» **To do**
Write out, unchanged, each line of the listing below from the line containing "Where can the man's wrist" through the last line of the listing.

» **Records to process**
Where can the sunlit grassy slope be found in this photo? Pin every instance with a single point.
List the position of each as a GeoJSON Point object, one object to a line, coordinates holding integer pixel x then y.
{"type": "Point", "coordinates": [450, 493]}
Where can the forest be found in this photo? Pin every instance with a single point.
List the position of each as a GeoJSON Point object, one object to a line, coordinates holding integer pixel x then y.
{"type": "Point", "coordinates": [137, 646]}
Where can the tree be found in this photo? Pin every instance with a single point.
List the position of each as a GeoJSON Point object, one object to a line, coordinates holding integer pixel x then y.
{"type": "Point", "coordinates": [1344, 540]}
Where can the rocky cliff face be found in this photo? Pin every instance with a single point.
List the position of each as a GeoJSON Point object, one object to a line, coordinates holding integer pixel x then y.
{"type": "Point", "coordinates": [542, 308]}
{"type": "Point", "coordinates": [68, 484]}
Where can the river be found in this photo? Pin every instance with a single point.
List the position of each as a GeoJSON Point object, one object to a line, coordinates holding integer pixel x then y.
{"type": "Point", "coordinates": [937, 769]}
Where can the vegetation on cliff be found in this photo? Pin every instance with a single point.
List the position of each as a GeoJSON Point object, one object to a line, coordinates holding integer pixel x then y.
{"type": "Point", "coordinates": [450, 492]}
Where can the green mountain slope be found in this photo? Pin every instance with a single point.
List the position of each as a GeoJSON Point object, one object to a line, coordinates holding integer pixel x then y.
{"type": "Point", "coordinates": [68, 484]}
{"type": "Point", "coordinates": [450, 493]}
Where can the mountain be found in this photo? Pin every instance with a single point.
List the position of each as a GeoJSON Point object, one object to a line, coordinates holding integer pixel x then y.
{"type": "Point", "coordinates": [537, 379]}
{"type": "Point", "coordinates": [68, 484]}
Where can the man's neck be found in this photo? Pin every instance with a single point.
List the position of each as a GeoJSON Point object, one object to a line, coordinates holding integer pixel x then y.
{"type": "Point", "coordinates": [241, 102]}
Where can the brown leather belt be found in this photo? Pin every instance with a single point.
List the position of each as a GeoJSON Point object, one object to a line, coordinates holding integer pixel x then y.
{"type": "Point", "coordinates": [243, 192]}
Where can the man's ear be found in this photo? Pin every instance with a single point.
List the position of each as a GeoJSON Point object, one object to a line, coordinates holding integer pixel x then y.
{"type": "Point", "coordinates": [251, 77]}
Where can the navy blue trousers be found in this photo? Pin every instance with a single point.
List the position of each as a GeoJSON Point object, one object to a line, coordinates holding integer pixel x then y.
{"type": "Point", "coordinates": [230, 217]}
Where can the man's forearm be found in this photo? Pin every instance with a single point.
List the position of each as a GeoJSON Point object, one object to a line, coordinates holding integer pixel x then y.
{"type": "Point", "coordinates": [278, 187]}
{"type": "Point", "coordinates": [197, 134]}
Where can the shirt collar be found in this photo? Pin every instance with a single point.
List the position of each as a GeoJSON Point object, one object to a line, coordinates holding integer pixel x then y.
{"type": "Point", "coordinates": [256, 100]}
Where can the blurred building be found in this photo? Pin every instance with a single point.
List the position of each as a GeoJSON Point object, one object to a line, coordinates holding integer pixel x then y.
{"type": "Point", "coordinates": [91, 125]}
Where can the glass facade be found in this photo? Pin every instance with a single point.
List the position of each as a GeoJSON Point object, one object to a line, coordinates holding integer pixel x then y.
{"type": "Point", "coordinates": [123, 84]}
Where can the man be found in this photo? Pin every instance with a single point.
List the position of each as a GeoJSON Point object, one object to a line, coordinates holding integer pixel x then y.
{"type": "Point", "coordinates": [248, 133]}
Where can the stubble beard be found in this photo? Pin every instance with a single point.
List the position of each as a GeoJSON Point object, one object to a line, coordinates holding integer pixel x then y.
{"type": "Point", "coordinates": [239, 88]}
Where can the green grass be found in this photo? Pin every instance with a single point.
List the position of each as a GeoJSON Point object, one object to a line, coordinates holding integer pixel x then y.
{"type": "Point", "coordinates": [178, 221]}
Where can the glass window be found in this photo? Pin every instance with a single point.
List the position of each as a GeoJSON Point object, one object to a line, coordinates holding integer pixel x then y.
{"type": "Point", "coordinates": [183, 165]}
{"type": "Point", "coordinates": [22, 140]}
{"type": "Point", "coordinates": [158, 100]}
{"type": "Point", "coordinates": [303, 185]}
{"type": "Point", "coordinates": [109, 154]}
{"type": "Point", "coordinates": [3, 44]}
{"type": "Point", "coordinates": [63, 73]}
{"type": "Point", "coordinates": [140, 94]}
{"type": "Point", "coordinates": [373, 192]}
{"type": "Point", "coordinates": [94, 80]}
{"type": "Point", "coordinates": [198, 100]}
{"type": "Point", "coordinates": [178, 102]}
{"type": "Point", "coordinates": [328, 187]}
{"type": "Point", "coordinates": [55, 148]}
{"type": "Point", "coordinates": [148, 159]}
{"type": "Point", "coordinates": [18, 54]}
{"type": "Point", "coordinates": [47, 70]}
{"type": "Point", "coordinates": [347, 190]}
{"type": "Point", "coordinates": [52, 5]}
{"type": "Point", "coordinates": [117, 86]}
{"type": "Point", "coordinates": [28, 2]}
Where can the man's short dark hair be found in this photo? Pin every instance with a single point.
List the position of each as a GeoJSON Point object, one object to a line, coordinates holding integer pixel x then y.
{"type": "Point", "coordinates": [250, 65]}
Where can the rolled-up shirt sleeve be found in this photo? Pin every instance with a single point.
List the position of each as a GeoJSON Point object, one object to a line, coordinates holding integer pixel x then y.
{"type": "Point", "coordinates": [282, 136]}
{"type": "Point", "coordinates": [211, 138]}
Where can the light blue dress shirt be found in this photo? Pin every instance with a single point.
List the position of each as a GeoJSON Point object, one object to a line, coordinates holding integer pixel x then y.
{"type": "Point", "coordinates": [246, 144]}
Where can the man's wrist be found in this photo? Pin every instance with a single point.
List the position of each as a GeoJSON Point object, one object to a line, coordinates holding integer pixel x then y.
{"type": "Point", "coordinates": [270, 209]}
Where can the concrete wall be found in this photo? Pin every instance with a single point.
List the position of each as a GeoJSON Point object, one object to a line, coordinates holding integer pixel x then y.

» **Worked answer**
Where can the man's wrist be found in this photo? Pin every instance with a single point.
List the position of each as a GeoJSON Point object, one object to a line, coordinates holding integer pixel x then y.
{"type": "Point", "coordinates": [270, 209]}
Where can the concrete wall be found in this photo? Pin every instance with a single point.
List the position of each as a GeoJSON Point object, one object to a line, coordinates holding integer pixel x then y.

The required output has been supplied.